“Agora que está de mulherzinha nova, ele quase não sai!”
A frase, sem querer entreouvida no balcão dos pastéis da feira de domingo, chamou minha atenção para o par de cavalheiros em animada conversa regada a refrigerantes e – claro! – pastéis, em pé no canto do balcão improvisado. Um dos indivíduos, de costas, ostentava um bom par de bermudas azuis e um par de bons sapatos, o que me permitiu julgá-lo um profissional liberal. O outro sujeito, o autor do comentário, de frente para mim, enfeitava a recém-enunciada frase com um sorriso de connaisseur, tipo, “você sabe bem do que eu estou falando!”
Disfarçando meu interesse tentei continuar ouvindo a conversa, mas a discrição do sujeito das bermudas azuis, que com voz bem mais baixa pegou a conversa daquele ponto em diante, me impediu de saber mais do amigo da dupla, o que estava de “mulherzinha nova”. Esperando meu próprio pastel – um de palmito quase pronto prá sair da fritura em mais alguns instantes – sem querer comecei a divagar sobre o poder e o impacto da “mulherzinha nova” na vida de um homem.
Alí estava provavelmente o caso de um homem que antes da mulherzinha nova, quando ainda estava com a mulher velha, deveria sair bastante com os amigos, a turma dos confrades. Quem sabe ele até não costumava frequentar a pastelaria da feira todos os domingos para discutir a vida do grupo e de cada um, observar mulheres novas e velhas a passar com suas sacolas de verduras, legumes e frutas – e mesmo as que paravam para um pastel? Qualquer coisa menos ficar com a mulher velha. Tinham se acabado as novidades. “Preciso ir senão minha velha me xinga”, diria ele aos amigos depois de uns dois pastéis. E lá ia ele embora, cabeça baixa, antecipando a comida caseira de todos os domingos espalhando cheiro sem novidades na casa toda. Passaria a mão no cabelo, a testa meio franzida, “É... o que é que se há de fazer”. E como um condenado apreciaria o almoço com aquele temperinho já de há muito conhecido, mastigaria opiniões aqui e alí sobre assuntos que a mulher velha traria – ou quem sabe a família reunida em volta da mesa, como sempre? – e encerraria o almoço numa nota de cansaço: “Quem está jogando hoje?” E lá se ia, jogar-se no sofá, controle remoto em punho, achar o futebolzinho de domingo que ninguém é de ferro. Logo estaria roncando. A mulher velha, ajudada pelas outras mulheres velhas da família se encarregaria de tirar a mesa e arrumar a cozinha
Onde teria ele conhecido a “mulherzinha nova”? No escritório? Na rua? Apresentada pelos amigos? Talvez na feira, alí mesmo naquela pastelaria improvisada, num domingo, quando ao fim do segundo pastel, ele notou aquela bonequinha cheia de curvas e de animação. Olhares gordurosos, gulosos, foram trocados. Onde quer que tenha se iniciado, o affair todo foi um sabor novo, diferente, e tão gostoso em sua vida! Aquilo sim é que era tempero para a vida, não aquela mesmice já fatigada pela familiaridade. Devagarzinho o flerte cuidadoso virou conversa, que virou paquera, que virou namorico escondido – tão mais excitante! – e desembocou num caso muito sério. Tão sério que virou fofoca, daí virou assunto de vizinhança, e finalmente chegou aos ouvidos da principal, que não gostou nadinha do que ouviu.

TAREFAS A REALIZAR:
1/ Na crônica da feira, qual era o recheio do pastel que estava sendo esperado no balcão?
2/ Por favor, liste em ordem todas as etapas pelas quais passa o caso com a "mulherzinha nova" na crônica da feira, do começo até virar assunto de vizinhança.
3/ Escreva a sequência da crônica da feira, começando logo depois do último parágrafo.

MATERIAL DE ORIGEM:
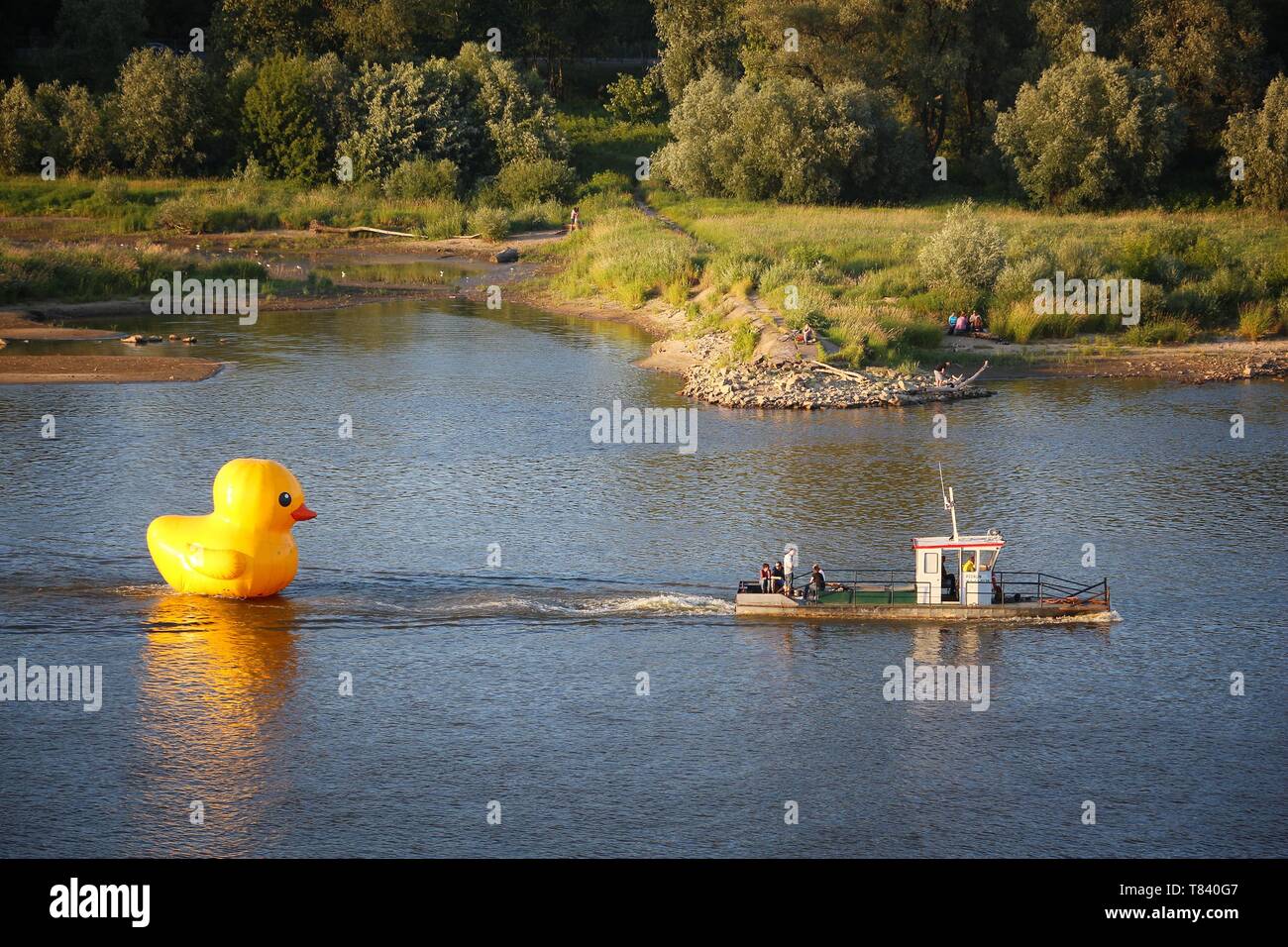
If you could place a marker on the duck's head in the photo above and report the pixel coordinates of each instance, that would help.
(259, 493)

RESULTADOS DAS TAREFAS:
1/ Palmito.

2/ Flerte cuidadoso, conversa, paquera, namorico escondido, caso muito sério, fofoca e assunto de vizinhança.

3/
Muito choro, muita mãe de santo, muita discussão de altas horas, muito briga-e-volta depois, a que perdia o posto levou o chute de misericórdia, e a nova passou a usufruir daquela mesma atenção, daquele mesmo romance que um dia cativara a que acabava de sair. Era ela quem agora enfeitava o braço do fulano, nas raras vezes em que eram vistos na rua. Estavam muito ocupados deleitando-se do recém-descoberto amor-para-sempre, construindo as memórias das quais ela iria para sempre se lembrar.
O pastel chega e me tira do devaneio. Olho a dupla de amigos agora trocando confidências em tom bem mais baixo – pena que não consigo ouví-los. Sem alternativa, pego meu pastel com cuidado – tão quente! - e saio andando pela feira ainda tentando imaginar a boazudice da “mulherzinha nova”. À minha volta, na feira, mulheres novas, velhas, acompanhadas, desacompanhadas, passavam seu domingo de manhã talvez pensando nos cardápios que sairiam de suas sacolas. Quantas delas eram também “mulherzinhas novas” na vida de seus homens? Quantas teriam sido, um dia? Quantas quiçá ainda se deleitavam da atenção completa de um homem que as acabara de descobrir como o grande amor de suas vidas? Quantas – entre as desacompanhadas – seriam a mulher velha de alguém, aquela que já não serve, passada prá trás, substituída por uma encantadora nova aquisição? Quantas – mesmo que velhas – seriam ainda mimadas e amadas por um bom homem, que ainda veria nelas o encanto dos primeiros dias? Ou será que não existe isso, quer dizer, mulher acaba sempre ficando velha para o seu homem?
O recheio gostoso do pastel, os cheiros, as cores e os sons da feira eram otimistas por natureza, e resolvi acreditar que tudo era possível para as demais mulheres à minha volta: o ruim e o bom, o novo e o velho, a alegria do novo romance e o recuperar-se do velho romance, e também o encontrar-se o novo, no outro ou em si mesmo, sempre. O ritmo da feira, previsível, sempre lá, mas também sempre trazendo o novo, o recém colhido e achado das hortas e pomares, uma tradição brasileira, que tem também o ritmo das possibilidades sempre renovadas.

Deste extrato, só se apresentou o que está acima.